■ Task brief
Write every record out again exactly as given.

=====

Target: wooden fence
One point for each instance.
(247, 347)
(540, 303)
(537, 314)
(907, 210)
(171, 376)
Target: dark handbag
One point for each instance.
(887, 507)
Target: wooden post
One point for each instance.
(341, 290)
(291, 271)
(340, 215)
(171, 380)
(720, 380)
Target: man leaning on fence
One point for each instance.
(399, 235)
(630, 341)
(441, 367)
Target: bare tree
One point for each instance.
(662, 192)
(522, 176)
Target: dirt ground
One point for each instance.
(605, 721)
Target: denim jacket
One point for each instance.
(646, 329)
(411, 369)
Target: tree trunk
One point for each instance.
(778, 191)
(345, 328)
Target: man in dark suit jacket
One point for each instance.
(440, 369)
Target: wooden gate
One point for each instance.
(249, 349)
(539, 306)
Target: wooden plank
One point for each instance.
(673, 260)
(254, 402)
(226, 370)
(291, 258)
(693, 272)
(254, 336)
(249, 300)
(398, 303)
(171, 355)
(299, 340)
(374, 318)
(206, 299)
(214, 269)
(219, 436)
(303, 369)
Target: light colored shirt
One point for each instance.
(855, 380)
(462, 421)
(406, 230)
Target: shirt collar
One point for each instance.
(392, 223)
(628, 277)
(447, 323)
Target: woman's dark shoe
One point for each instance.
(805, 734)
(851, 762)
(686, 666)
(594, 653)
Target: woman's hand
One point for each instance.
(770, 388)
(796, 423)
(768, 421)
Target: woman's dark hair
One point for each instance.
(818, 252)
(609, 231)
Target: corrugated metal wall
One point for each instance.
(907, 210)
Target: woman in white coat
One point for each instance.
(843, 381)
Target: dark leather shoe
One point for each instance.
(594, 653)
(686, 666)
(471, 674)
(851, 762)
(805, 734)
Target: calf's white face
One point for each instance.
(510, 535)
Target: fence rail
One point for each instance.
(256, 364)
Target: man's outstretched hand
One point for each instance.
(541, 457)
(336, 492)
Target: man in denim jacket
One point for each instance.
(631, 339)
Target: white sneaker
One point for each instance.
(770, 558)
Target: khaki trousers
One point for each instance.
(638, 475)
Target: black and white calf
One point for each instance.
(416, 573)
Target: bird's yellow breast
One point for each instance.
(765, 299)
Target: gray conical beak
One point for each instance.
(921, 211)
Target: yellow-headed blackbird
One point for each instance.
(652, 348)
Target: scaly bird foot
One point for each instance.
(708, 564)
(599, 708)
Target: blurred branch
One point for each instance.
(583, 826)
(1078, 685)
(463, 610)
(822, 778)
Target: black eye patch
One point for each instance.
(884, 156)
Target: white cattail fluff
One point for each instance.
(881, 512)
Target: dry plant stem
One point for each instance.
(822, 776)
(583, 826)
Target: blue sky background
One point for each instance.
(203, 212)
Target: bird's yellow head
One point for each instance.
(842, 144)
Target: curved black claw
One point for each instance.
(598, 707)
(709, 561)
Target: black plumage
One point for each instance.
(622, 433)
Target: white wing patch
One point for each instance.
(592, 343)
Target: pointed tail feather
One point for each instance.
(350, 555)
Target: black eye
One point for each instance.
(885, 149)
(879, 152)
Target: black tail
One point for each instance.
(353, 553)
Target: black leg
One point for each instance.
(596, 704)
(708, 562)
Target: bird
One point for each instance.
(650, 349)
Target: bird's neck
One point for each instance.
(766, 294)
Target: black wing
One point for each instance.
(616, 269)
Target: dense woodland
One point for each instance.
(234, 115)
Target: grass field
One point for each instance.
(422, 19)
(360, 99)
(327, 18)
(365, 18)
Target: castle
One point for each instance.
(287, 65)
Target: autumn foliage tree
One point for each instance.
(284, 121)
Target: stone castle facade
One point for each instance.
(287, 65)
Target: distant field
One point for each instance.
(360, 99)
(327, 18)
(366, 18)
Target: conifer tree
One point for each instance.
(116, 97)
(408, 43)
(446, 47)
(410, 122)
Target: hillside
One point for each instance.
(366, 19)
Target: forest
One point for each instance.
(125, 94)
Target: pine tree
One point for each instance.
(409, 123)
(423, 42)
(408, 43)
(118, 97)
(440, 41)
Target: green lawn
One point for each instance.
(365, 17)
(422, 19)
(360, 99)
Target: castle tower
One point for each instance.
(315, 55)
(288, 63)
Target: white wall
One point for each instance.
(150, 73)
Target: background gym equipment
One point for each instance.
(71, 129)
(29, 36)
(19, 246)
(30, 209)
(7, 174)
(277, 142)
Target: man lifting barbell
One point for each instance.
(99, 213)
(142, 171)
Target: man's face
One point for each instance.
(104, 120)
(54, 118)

=====

■ Exercise answer
Target: wooden fence
One point for each instance.
(247, 347)
(540, 303)
(537, 314)
(907, 210)
(171, 376)
Target: dark handbag
One point for each instance.
(887, 507)
Target: wooden post
One point for each instance.
(341, 290)
(291, 271)
(340, 215)
(171, 380)
(720, 380)
Target: man leaning on fence
One point for each instance.
(399, 235)
(630, 341)
(441, 367)
Target: bare tree
One point for each instance.
(662, 192)
(522, 176)
Target: dirt ground
One point for each instance.
(605, 721)
Target: denim jacket
One point for each instance.
(646, 329)
(411, 369)
Target: tree trunk
One point for each instance.
(778, 191)
(345, 328)
Target: man in dark suit jacket
One point for each instance.
(440, 369)
Target: wooden gate
One point for each instance.
(249, 349)
(539, 306)
Target: wooden plank
One point for each instance.
(673, 260)
(254, 402)
(226, 370)
(291, 258)
(693, 272)
(254, 336)
(249, 300)
(398, 303)
(171, 355)
(299, 340)
(374, 318)
(206, 299)
(214, 269)
(219, 436)
(303, 369)
Target: light colored shirt
One point for each instance.
(855, 380)
(462, 421)
(406, 230)
Target: shirt collar
One point for each instance.
(392, 223)
(628, 277)
(447, 323)
Target: woman's dark shoe
One point for each instance.
(805, 734)
(851, 762)
(686, 666)
(594, 653)
Target: woman's hand
One point for each instance.
(770, 388)
(796, 423)
(768, 421)
Target: woman's dark hair
One point for each instance.
(818, 252)
(609, 231)
Target: corrugated metal wall
One point for each instance.
(907, 210)
Target: woman in white coat
One point for each instance.
(843, 381)
Target: dark leather shoe
One point for each instance.
(594, 653)
(686, 666)
(471, 674)
(851, 762)
(805, 734)
Target: calf's white face
One point for each instance.
(510, 535)
Target: fence rail
One point for each instance.
(256, 364)
Target: man's outstretched hand
One point for each instance.
(541, 457)
(336, 492)
Target: man in denim jacket
One point for each instance.
(631, 339)
Target: white sneaker
One point for each instance.
(770, 558)
Target: khaki trousers
One point for each instance.
(638, 475)
Target: black and white calf
One point for each instance.
(416, 573)
Target: bird's yellow breast
One point for each instance.
(765, 299)
Target: gray conical beak
One point for each instance.
(921, 211)
Target: yellow-headed blackbird
One point for each instance.
(652, 348)
Target: scaly bird foot
One point for each instance.
(708, 564)
(599, 708)
Target: blurred branch
One point for each instance.
(583, 826)
(1078, 685)
(463, 610)
(822, 778)
Target: black eye patch
One point for each instance.
(884, 156)
Target: white cattail fluff
One point for each instance.
(881, 512)
Target: dry plant stem
One point for each instance.
(822, 776)
(583, 826)
Target: blue sky background
One point for each instance.
(203, 212)
Target: bird's yellow head
One point for each instance.
(842, 144)
Target: curved black claw
One point for each instance.
(598, 707)
(709, 561)
Target: black plumage
One point for each instance.
(622, 433)
Target: white wing patch
One point for each instance.
(592, 343)
Target: pointed tail feather
One point for each instance.
(350, 555)
Target: black eye
One point for each instance.
(885, 149)
(879, 152)
Target: black tail
One point for each instance.
(353, 553)
Target: black leg
One point for each instance.
(596, 704)
(708, 562)
Target: bird
One point for each instance.
(650, 349)
Target: bird's neck
One point for each instance.
(766, 294)
Target: black wing
One point for each instance.
(616, 269)
Target: dense woodland
One point for each instance.
(234, 115)
Target: grass field
One point for each instance.
(422, 19)
(360, 99)
(327, 18)
(365, 18)
Target: castle
One point for each instance.
(287, 65)
Target: autumn foliage tree
One point for each instance.
(284, 121)
Target: stone castle facade
One point for each instance.
(287, 65)
Target: distant field
One point for each instance.
(360, 99)
(327, 18)
(366, 18)
Target: conifer tree
One point for each instance.
(116, 97)
(408, 43)
(446, 47)
(410, 122)
Target: hillside
One point for each instance.
(366, 19)
Target: forest
One point for each instance.
(125, 94)
Target: pine tree
One point for each instance.
(409, 123)
(423, 42)
(408, 43)
(118, 97)
(440, 41)
Target: green lawn
One point for each instance.
(365, 17)
(422, 19)
(360, 99)
Target: castle tower
One point for each instance.
(315, 55)
(288, 63)
Target: white wall
One point for each instance.
(150, 73)
Target: background gym equipment
One point for each instance.
(71, 129)
(29, 36)
(19, 246)
(30, 209)
(7, 174)
(277, 142)
Target: man lifting barbell
One point for each instance.
(99, 213)
(142, 171)
Target: man's face
One point for each instance.
(104, 120)
(54, 118)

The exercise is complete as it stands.